Written request >> Please print the lines below word for word, leaving out the pictures.

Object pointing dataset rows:
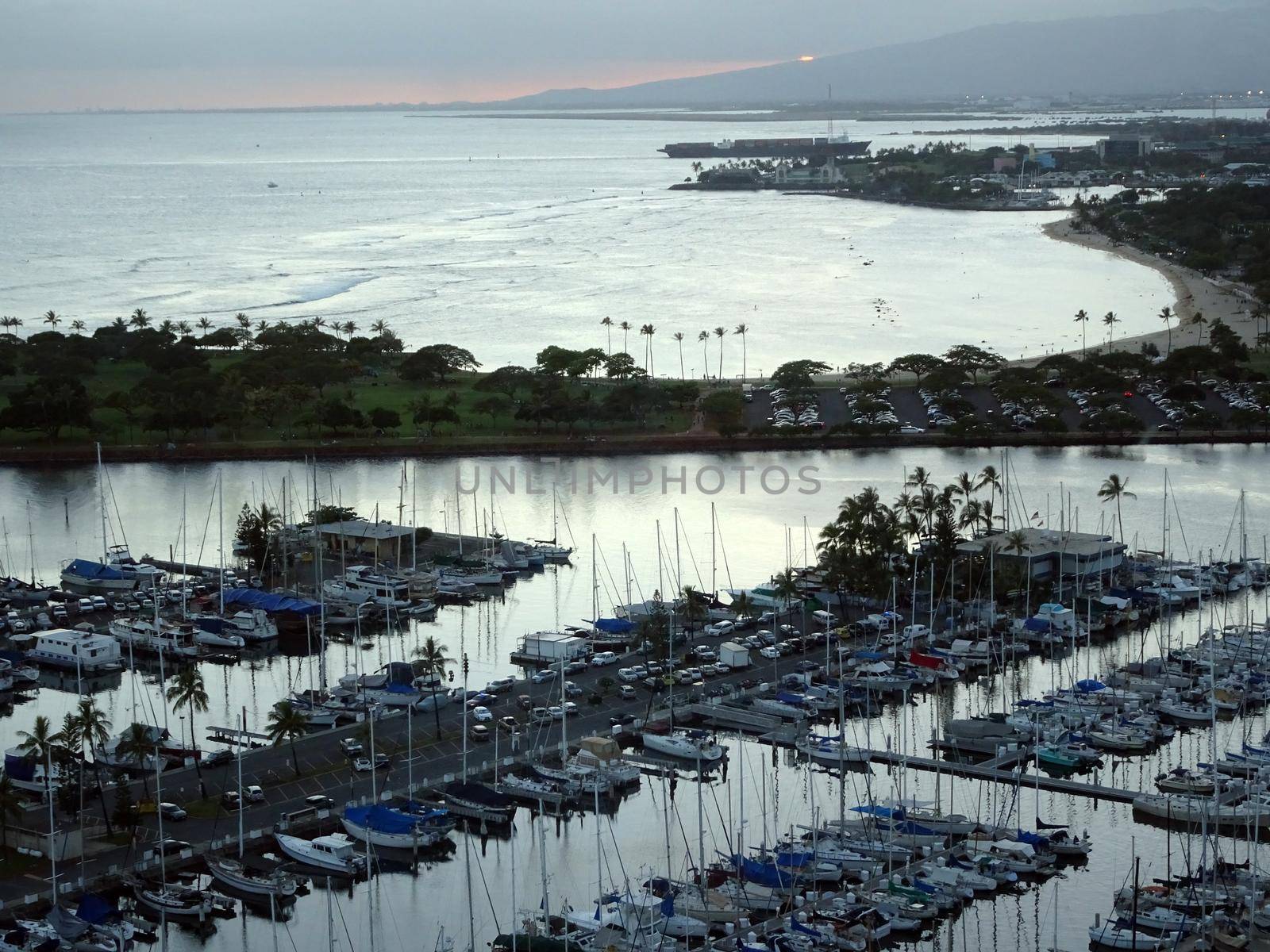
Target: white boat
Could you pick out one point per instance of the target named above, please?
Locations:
(831, 750)
(1111, 936)
(383, 827)
(691, 746)
(333, 854)
(78, 651)
(154, 638)
(380, 588)
(237, 876)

Answer to the problem >>
Target: white boat
Could you pick out one point per instance of the target named above, please?
Locations:
(831, 750)
(1111, 936)
(383, 827)
(691, 746)
(333, 854)
(78, 651)
(154, 638)
(380, 588)
(237, 876)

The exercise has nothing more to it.